- Source passage
##############################

Blinken’s primary goal was to clarify the United States’ stance on China and all countries who independently shape their respective policies towards Russia and regarding Asia’s development, according to Alexei Maslov, director of the Moscow State University’s Institute of Asian and African Studies.
The United States essentially wants China to stop its technological and financial assistance to Russia, as well as to decrease government support to Chinese companies that operate on Western markets, Maslov tells Sputnik, noting that these demands were delivered in the form of an ultimatum.
He points out that the US has already revealed how it might try to pressure China into doing Washington’s bidding.
These measures include tripling the existing tariffs on Chinese steel and aluminum exports; ramping up restrictions against Chinese banks, up to cutting off some of these banks from SWIFT; and landing sanctions against certain Chinese companies that would be prevented from exporting their products to the US.
China, however, firmly stated that it is going to decide for itself with whom to trade, Maslov remarks, noting that Beijing did offer to Washington to resolve their differences through negotiations.

##############################

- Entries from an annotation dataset
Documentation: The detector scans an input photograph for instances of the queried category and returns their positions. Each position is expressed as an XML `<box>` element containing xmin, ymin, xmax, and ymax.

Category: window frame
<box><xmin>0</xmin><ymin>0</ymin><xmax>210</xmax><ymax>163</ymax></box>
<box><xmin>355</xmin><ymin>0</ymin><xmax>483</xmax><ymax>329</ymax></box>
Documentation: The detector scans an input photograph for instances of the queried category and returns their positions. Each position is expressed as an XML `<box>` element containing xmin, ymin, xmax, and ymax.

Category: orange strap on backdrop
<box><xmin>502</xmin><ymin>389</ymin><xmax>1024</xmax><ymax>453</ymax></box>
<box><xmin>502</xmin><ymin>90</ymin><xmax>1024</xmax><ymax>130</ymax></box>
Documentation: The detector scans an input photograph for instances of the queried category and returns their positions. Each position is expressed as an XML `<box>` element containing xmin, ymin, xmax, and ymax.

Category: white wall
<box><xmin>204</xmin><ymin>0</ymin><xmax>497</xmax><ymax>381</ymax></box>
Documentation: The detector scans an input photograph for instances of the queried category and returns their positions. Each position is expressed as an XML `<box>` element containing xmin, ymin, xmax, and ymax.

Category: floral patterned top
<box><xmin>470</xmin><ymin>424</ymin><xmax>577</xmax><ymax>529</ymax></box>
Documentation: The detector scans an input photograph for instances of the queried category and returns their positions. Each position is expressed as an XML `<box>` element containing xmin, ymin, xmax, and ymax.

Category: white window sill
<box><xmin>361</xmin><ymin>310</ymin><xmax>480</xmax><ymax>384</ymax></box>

##############################

- Your goal
Carry on the passage about Washington's demands on Beijing, picking up right after its final sentence. The listing was taken from a separate source.

- Solved exercise
“China has adopted a lot less harsh and extremist stance, offering to resolve matters through negotiations, as they usually do, by saying that there is enough room on Earth for the United States and for China and that there is no need to engage in serious quarrels,” he said. “This stance of China directly contradicts the offer made by the US. And while, in my opinion, there has been no deterioration of relations [between China and the United States] – furthermore, the expansion of trade was discussed – we have not seen any meaningful improvements either.”
The United States was content to watch China expand its trading policies, as long as China did not enter the stage of high tech development and Chinese technologies started to compete with the US and Western technologies in the market.
Thus, Maslov explains, the United States wants China to remain a “world factory” and to manufacture consumer products for Western countries and for ASEAN nations, whereas the high tech sphere must remain the domain of the United States and the Western world.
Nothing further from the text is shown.